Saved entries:
== Segment start ==

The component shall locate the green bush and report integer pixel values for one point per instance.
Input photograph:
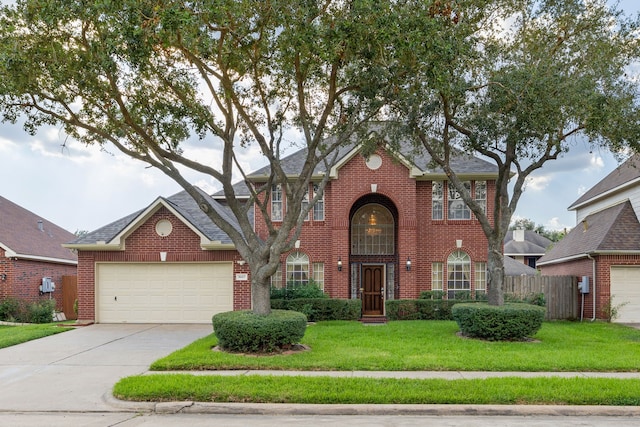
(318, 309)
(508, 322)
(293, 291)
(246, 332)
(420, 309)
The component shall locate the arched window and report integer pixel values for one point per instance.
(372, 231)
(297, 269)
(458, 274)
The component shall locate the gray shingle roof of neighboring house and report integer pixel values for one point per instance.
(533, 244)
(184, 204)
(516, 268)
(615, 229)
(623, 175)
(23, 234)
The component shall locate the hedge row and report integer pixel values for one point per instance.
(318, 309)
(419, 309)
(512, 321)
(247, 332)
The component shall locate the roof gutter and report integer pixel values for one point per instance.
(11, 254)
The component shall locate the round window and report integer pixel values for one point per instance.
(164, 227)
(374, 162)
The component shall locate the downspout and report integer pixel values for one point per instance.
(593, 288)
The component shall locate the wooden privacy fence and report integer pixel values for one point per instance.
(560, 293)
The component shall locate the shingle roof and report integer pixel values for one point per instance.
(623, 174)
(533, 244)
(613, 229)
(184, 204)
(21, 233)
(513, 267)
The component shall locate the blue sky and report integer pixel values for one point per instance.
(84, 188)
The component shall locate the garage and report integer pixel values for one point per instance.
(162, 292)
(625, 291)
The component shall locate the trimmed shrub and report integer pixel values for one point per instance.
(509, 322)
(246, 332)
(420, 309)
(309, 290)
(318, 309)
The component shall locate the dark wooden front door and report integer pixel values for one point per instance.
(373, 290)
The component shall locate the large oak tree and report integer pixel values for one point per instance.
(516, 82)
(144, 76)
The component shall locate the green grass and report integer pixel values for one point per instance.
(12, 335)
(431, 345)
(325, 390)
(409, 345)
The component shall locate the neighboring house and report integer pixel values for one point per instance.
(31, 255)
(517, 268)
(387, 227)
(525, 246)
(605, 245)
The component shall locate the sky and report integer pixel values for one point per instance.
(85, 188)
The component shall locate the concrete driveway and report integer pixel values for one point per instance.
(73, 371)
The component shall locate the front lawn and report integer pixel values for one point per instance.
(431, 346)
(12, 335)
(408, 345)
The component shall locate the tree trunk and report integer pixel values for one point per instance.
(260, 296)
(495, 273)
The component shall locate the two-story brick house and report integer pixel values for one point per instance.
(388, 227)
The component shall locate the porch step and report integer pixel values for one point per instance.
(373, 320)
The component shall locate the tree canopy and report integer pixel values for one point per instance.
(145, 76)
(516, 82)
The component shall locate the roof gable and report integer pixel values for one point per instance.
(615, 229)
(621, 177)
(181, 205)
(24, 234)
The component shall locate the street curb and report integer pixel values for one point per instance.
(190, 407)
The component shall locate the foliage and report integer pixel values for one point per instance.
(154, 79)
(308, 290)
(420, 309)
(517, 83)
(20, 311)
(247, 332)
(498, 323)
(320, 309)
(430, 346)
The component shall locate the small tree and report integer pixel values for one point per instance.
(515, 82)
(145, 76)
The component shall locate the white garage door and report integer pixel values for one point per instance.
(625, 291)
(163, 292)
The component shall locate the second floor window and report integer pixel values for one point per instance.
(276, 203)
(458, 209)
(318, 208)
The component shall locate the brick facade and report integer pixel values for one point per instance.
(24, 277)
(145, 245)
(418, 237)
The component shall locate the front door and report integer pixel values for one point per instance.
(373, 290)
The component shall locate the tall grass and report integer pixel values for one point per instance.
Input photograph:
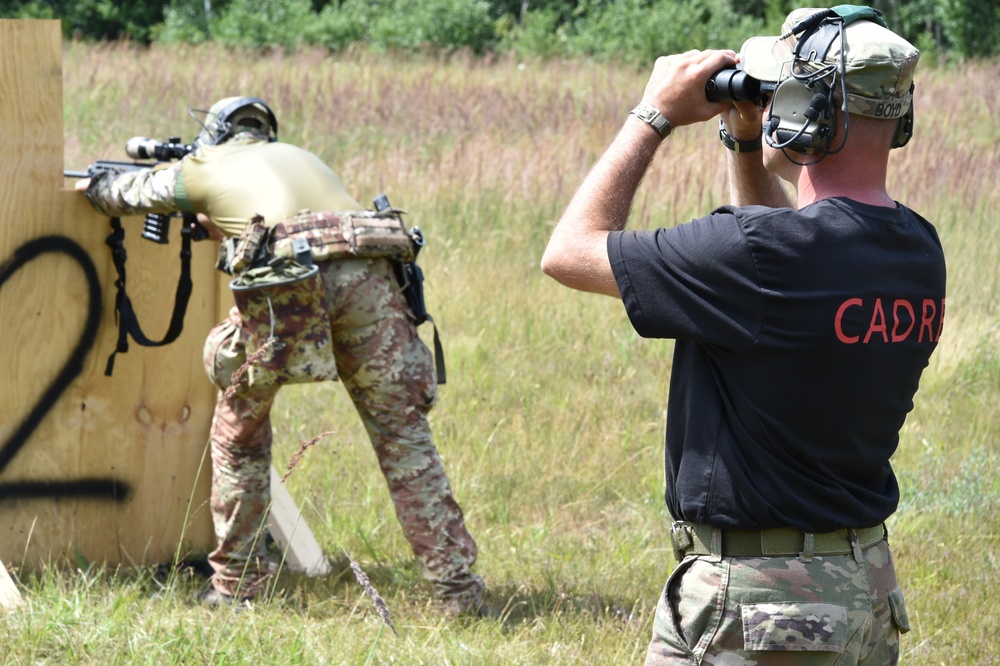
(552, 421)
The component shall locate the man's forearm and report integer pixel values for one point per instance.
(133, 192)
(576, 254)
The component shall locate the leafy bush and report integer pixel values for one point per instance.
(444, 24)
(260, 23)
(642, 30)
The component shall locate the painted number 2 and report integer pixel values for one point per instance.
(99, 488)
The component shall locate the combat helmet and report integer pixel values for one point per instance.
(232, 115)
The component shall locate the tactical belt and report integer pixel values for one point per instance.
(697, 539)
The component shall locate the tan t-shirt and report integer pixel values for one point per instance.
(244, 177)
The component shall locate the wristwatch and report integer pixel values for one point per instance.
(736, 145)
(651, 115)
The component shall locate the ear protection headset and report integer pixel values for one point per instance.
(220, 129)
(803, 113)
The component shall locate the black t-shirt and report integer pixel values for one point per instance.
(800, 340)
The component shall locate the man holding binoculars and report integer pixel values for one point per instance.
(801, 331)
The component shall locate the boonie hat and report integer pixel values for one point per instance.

== Segment end ==

AIM OF THE EXERCISE: What you should produce is an exact copy of the records, with the pictures left out.

RESPONSE TO THE TASK:
The component shall locate the green bush and report integer pixel values for one point per instance.
Input photograph:
(318, 309)
(508, 322)
(293, 291)
(246, 332)
(420, 309)
The component shall locate the arched window and report integer pixel values for one point per instance.
(372, 231)
(297, 269)
(458, 274)
The component shall locate the gray shingle roof of neighboring house and report integer pixel values for one point per instance.
(533, 244)
(184, 204)
(516, 268)
(615, 229)
(623, 175)
(23, 234)
The component shall locate the hedge row and report integer pixel values for one point per instance.
(318, 309)
(419, 309)
(512, 321)
(247, 332)
The component shall locate the roof gutter and report integer pixel values for one point per instance.
(11, 254)
The component shall locate the round window and report integer pixel values for one point per instance.
(164, 227)
(374, 162)
The component shall locate the downspout and report integer pixel values for one point per instance.
(593, 288)
The component shall locate the wooden privacy fence and report integer pixel values for one point per instance.
(560, 293)
The component shall locate the shingle roof and report integer pixel values for one point per instance.
(623, 174)
(533, 244)
(613, 229)
(184, 204)
(21, 233)
(513, 267)
The component shall locate the blue sky and report integer pixel values for one point per instance.
(84, 188)
The component shall locate the garage and report integer pixel values for one point per instance.
(162, 292)
(625, 291)
The component shall locate the trimmed shrub and report integer pixel values for one point per instance.
(509, 322)
(246, 332)
(420, 309)
(309, 290)
(318, 309)
The component shall locate the dark wooden front door and report integer pixel values for one point per instance.
(373, 290)
The component shall locate the large oak tree and report integer pixel values for one point per instance.
(516, 82)
(144, 76)
The component shall locate the green grass and report integer pixel values for one point per instance.
(12, 335)
(431, 345)
(325, 390)
(409, 345)
The component shall locate the neighboring house and report integer pixel values for one point per instance.
(31, 255)
(517, 268)
(387, 227)
(525, 246)
(605, 245)
The component shall locate the sky and report integer pixel values for one point per instance.
(85, 188)
The component shall locate the concrete driveway and report integer pixel values for one point per instance.
(73, 371)
The component shall locate the front lawn and report integer pixel values for one point per instance.
(431, 346)
(12, 335)
(408, 345)
The component shall locate the tree trunk and report integer pixel values for one point per instance.
(260, 296)
(495, 273)
The component shall locate the two-story brick house and report integer pixel values for one point per instance.
(388, 227)
The component shall locate the porch step and report integer pixel values for one point per instance.
(373, 320)
The component shall locate the tree canopy and report integer pixel values for one point per instance.
(145, 76)
(516, 82)
The component shall locate the roof gable and report integer pixel values for one point per instance.
(615, 229)
(621, 177)
(181, 205)
(24, 234)
The component shall locate the street curb and report integer pixel values for one point per instance.
(190, 407)
The component shall locate the foliage and report integer pixel values for one point per instance.
(154, 79)
(308, 290)
(420, 309)
(517, 83)
(20, 311)
(247, 332)
(498, 323)
(320, 309)
(430, 346)
The component shall locate the small tree and report integer pixel values for one point per instance.
(515, 82)
(145, 76)
The component shall locate the white garage door and report integer pixel values for one point per instance.
(625, 291)
(163, 292)
The component shall locate the second floor window and report integer pixel values for one point per instance.
(276, 203)
(458, 209)
(318, 208)
The component shall locate the brick facade and report integer pixel values for one point per instance.
(24, 277)
(145, 245)
(418, 237)
The component shall locate the front door and report integer pixel values for one point per instance.
(373, 290)
The component shall locate the tall grass and report integer pixel values for one point per instance.
Input photograph:
(552, 421)
The component shall locate the man's forearm and report integer pixel values for one point per instance.
(133, 192)
(576, 254)
The component shall locate the leafy bush and report integer pixel values for one point per instance.
(444, 24)
(260, 23)
(642, 30)
The component shall locate the painted number 2 and report integer pixel values for one point per instance.
(99, 488)
The component shall locate the combat helmet and report integer pixel values for one point per instance.
(232, 115)
The component shall locate the tactical belt and report integer pixel values for one point per instance.
(697, 539)
The component shall locate the tan t-shirt and report integer pixel values for one point per instance.
(244, 177)
The component shall locate the wristwatch and report integer pixel values for one point per instance.
(736, 145)
(651, 115)
The component shall locate the ear protection headset and report integer pixel values for one point per instance.
(220, 129)
(803, 113)
The component shall locate the black t-shirt and report integer pixel values for one point per instance.
(800, 340)
The component shall locate the man holding binoculars and report integer pixel values for one point per instance.
(801, 331)
The component shall locate the boonie hat and report integer pixel values for one point per instance.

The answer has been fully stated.